In [1]:
%load_ext autoreload
%autoreload 2

import os
import matplotlib.pyplot as plt

# Change working directory to project root
os.chdir('../../')

import torch
import cv2
import numpy as np
from pathlib import Path
from tqdm import tqdm
import json
import imageio
import decord

In [None]:
from hmr4d.network.hpe.hybrik import HRNetSMPLCam, cfg_model, MEAN, STD
CKPT = "inputs/checkpoints/hybrik/hybrik_hrnet48_w3dpw.pth"

hybrik_model = HRNetSMPLCam(**cfg_model).eval()
save_dict = torch.load(CKPT, map_location='cpu')
hybrik_model.load_state_dict(save_dict, strict=False)
hybrik_model = hybrik_model.cuda()

### 1 Image

In [None]:
img_path = "inputs/RICH/sahmr_support/test_split/image/Gym_010_cooking1_4_00356_10.png"
img = cv2.cvtColor(cv2.imread(img_path), cv2.COLOR_BGR2RGB)  # [H, W, C]
img = cv2.resize(img, (256, 256))
img_ts = torch.from_numpy(img).float().unsqueeze(0).permute(0, 3, 1, 2) / 255.0  # [1, C, H, W]
img_input = (img_ts - MEAN) / STD

In [None]:
with torch.no_grad():
    pred_kpts = hybrik_model(img_input)
    pred_joints24_xy = pred_kpts[:, :, :2] * 256

from hmr4d.utils.vis.vis_kpts import draw_kpts_cv2
img_ = draw_kpts_cv2(img, pred_joints24_xy[0].cpu().numpy())

# make plt fig smaller
fig = plt.figure(figsize=(3, 3), dpi=70)
plt.axis('off')
plt.imshow(img_)
# remove axis

### Output all estimations

In [None]:
import joblib
rich_test_vit_path = "inputs/RICH/eval_support/rich_test_vit.pth"
labels = joblib.load(rich_test_vit_path)
rich_video_dir = Path("inputs/RICH/hmr4d_support/video")


vid_to_pred_kpts = {}
for index in tqdm(range(len(labels["vid"]))):
    bbox = labels["bbox"][index][1:]  # (F, 3) # 3: (x, y, s)
    frame_id = labels["frame_id"][index][1:]  # (F, )
    vid = labels["vid"][index]

    decord.bridge.set_bridge("torch") 
    vr = decord.VideoReader(str(rich_video_dir / vid / "video.mp4"))
    frames = vr.get_batch(list(frame_id.numpy()))  # (F, 752, 1024, 3)
^^^^^^^^^^^^^^^^
**TASKS TO COMPLETE**
a - In the notebook code, to what size is the image resized before it goes to the model?
b - Pick out every line of the rows that contains the string "grain", and treat case as significant.
The notebook code has no connection to the rows that come after it.
^^^^^^^^^^^^^^^^
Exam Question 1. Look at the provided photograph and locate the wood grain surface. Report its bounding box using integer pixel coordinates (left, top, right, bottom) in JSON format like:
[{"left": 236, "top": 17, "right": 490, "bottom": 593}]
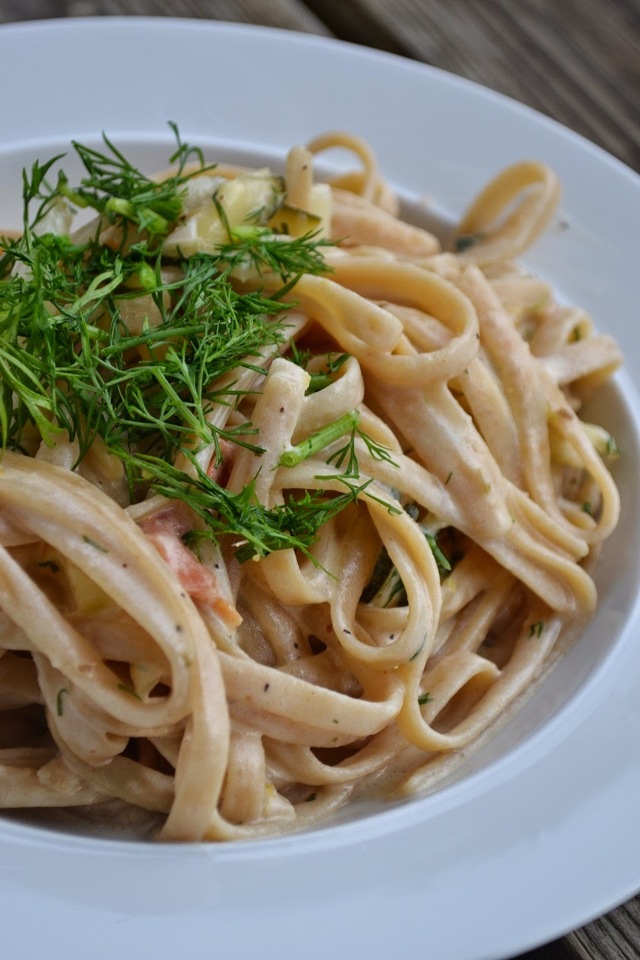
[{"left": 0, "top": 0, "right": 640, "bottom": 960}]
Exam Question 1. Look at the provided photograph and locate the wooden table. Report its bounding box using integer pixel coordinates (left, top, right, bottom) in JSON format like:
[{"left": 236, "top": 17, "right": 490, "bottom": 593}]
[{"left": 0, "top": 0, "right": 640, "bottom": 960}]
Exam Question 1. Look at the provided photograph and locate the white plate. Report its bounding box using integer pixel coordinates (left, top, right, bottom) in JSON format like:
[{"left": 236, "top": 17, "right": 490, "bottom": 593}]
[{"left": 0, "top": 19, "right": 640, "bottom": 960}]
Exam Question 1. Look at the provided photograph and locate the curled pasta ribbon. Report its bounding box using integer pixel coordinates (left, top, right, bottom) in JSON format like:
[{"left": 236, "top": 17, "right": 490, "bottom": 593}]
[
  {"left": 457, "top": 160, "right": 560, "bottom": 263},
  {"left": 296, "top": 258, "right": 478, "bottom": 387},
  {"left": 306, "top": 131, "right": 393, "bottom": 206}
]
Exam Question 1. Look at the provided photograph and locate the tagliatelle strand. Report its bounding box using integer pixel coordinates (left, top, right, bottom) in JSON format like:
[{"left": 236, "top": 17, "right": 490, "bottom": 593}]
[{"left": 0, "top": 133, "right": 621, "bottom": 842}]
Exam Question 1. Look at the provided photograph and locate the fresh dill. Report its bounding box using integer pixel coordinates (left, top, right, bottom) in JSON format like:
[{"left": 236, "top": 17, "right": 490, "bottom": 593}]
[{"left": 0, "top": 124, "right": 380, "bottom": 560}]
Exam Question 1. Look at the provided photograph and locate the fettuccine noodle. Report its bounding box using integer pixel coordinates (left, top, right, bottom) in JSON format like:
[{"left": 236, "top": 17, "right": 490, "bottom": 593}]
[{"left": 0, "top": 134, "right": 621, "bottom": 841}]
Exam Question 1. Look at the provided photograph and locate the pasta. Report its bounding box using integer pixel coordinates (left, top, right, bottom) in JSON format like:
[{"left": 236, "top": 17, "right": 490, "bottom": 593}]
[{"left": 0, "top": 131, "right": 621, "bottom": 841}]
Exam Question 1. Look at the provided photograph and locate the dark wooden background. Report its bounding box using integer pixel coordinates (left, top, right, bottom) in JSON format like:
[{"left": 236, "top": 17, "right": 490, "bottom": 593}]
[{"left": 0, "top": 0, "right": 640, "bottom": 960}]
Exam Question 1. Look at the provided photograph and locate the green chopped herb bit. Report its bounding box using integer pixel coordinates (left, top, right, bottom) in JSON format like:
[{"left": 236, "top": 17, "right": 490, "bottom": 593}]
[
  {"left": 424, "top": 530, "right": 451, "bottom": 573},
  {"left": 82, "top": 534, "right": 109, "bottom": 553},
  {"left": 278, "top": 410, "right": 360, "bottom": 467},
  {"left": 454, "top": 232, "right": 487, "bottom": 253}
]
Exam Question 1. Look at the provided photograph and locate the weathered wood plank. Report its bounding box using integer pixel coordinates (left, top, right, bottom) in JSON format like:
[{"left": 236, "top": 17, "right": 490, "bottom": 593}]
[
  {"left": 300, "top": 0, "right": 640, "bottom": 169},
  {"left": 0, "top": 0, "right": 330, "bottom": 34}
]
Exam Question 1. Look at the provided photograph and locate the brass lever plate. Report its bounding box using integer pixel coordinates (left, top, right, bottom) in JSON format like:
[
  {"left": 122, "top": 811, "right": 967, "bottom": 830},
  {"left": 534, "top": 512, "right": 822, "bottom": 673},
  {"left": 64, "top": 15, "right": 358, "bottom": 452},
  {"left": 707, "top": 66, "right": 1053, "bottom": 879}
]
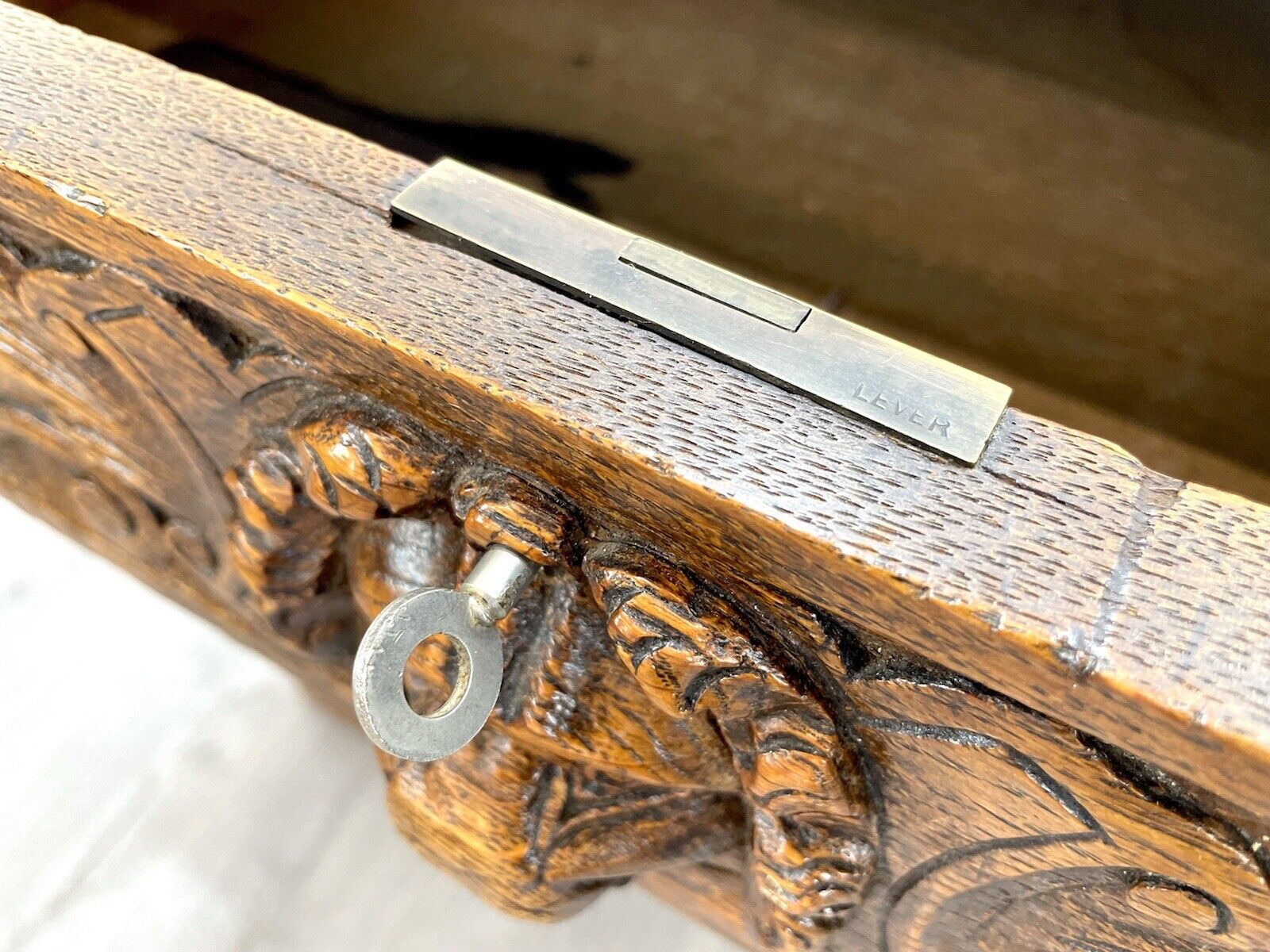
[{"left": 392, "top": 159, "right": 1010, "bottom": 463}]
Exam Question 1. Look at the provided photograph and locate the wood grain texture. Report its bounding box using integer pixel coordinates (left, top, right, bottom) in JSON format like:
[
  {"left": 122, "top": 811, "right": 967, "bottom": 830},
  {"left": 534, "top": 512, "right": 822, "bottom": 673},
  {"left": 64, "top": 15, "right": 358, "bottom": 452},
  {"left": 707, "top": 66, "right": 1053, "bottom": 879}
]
^^^^^^^^^^^^^^^^
**SOLUTIONS TO EACH TASK**
a - 256 by 256 pixels.

b -
Exam Question 1. Look at the provided photograph and locate the wood grain surface. Report its bounding box using integer pixel coordinates (left, top, right, bottom) in JSON format like:
Exam Question 1. Look at the provided photograph and locate the wood grain texture. Report its bounding box using integer pixel coordinates (left, top, right, bottom) in JSON format like:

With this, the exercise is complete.